* Dataset content

>>>

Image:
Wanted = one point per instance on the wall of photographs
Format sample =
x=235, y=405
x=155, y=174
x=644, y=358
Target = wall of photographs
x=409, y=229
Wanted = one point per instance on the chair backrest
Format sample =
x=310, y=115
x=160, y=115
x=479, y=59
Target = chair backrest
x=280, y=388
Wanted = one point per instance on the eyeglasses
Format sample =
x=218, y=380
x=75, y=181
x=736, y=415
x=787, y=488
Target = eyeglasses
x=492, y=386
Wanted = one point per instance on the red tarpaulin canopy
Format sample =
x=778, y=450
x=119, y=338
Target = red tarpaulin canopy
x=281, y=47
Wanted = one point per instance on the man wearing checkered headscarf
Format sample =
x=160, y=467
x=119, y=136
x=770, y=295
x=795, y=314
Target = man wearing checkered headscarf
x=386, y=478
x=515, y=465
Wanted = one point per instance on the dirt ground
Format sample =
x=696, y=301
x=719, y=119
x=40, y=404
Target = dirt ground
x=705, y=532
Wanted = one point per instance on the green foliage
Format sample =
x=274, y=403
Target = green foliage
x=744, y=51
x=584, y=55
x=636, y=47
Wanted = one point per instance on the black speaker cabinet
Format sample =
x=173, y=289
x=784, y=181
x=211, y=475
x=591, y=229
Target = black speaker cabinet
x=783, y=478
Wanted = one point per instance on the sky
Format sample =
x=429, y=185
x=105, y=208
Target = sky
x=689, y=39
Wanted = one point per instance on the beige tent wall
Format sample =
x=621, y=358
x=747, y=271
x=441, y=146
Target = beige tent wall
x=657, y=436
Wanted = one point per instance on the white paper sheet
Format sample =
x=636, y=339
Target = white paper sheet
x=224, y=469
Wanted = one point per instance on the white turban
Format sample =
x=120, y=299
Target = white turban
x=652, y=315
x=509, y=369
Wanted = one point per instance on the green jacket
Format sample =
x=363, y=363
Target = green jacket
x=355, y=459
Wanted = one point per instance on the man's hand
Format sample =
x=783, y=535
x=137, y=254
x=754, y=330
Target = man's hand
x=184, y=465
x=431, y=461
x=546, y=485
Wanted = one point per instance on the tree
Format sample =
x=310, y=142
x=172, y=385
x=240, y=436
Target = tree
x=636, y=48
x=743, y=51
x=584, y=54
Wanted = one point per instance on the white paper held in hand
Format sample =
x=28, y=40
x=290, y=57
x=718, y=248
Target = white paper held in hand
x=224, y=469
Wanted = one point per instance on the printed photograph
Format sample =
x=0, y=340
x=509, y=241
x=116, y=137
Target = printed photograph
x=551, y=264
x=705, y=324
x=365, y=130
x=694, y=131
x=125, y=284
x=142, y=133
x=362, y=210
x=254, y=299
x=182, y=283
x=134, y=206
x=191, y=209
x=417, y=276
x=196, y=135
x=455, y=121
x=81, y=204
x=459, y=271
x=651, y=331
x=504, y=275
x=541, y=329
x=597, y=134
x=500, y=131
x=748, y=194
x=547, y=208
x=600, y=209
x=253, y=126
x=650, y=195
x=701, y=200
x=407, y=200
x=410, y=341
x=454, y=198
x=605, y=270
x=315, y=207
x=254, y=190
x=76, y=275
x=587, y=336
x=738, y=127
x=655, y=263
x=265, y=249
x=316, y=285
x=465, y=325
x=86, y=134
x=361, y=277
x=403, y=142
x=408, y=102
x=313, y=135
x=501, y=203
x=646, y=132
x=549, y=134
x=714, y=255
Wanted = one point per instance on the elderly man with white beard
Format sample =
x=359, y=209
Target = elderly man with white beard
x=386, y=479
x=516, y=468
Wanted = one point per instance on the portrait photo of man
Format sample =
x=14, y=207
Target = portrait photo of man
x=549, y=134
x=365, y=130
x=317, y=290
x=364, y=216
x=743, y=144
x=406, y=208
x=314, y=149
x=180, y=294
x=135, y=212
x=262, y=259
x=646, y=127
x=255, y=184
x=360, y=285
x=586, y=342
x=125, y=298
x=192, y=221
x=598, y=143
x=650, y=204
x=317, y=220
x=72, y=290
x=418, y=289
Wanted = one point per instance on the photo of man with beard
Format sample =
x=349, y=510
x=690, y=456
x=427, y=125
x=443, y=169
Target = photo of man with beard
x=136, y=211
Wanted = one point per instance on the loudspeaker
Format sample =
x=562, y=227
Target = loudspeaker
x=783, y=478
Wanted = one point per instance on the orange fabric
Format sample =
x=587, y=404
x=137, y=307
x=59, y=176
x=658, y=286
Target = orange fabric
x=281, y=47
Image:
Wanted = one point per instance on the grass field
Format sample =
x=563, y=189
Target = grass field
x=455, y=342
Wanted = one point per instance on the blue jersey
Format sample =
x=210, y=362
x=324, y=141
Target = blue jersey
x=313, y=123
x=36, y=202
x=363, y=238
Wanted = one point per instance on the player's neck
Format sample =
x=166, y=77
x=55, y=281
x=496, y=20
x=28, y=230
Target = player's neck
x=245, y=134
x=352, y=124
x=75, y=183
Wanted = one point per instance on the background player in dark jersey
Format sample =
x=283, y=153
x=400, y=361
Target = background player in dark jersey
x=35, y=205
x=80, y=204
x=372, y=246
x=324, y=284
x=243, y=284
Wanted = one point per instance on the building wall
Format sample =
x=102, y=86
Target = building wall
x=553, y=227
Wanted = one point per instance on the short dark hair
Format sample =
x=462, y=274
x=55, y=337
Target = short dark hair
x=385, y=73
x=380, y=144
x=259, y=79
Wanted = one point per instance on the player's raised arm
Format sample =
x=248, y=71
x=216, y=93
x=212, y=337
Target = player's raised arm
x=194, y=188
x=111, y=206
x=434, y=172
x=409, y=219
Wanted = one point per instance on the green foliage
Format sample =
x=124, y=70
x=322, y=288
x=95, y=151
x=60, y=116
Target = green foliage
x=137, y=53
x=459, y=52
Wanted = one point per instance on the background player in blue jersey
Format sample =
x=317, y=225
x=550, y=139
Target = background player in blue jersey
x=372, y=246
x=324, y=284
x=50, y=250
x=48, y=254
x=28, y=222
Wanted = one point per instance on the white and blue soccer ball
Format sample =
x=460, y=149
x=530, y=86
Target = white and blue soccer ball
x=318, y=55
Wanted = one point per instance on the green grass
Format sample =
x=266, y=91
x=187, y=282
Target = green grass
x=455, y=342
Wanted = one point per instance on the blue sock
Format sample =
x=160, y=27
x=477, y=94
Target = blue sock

<<<

* Written instruction
Echo the lines from the very first one through the line that contains "x=636, y=47", inclusive.

* Answer to this task
Image:
Wanted = one point per instance on the wall of photographs
Format sample =
x=235, y=405
x=155, y=174
x=644, y=358
Target = wall of photographs
x=409, y=229
Wanted = one point per instance on the chair backrest
Format sample =
x=310, y=115
x=160, y=115
x=479, y=59
Target = chair backrest
x=280, y=388
Wanted = one point per instance on the eyeglasses
Format sample =
x=218, y=380
x=75, y=181
x=736, y=415
x=787, y=488
Target = eyeglasses
x=492, y=386
Wanted = one point per instance on the red tarpaulin canopy
Format sample =
x=778, y=450
x=119, y=338
Target = red tarpaulin canopy
x=281, y=47
Wanted = one point per instance on the man wearing checkered headscarf
Format sample =
x=160, y=467
x=119, y=136
x=770, y=295
x=795, y=314
Target = man wearing checkered headscarf
x=386, y=478
x=515, y=465
Wanted = one point per instance on the dirt ground
Format sample =
x=696, y=301
x=719, y=119
x=40, y=404
Target = dirt ground
x=705, y=532
Wanted = one point per instance on the green foliage
Format sample =
x=274, y=403
Target = green foliage
x=744, y=51
x=584, y=55
x=636, y=47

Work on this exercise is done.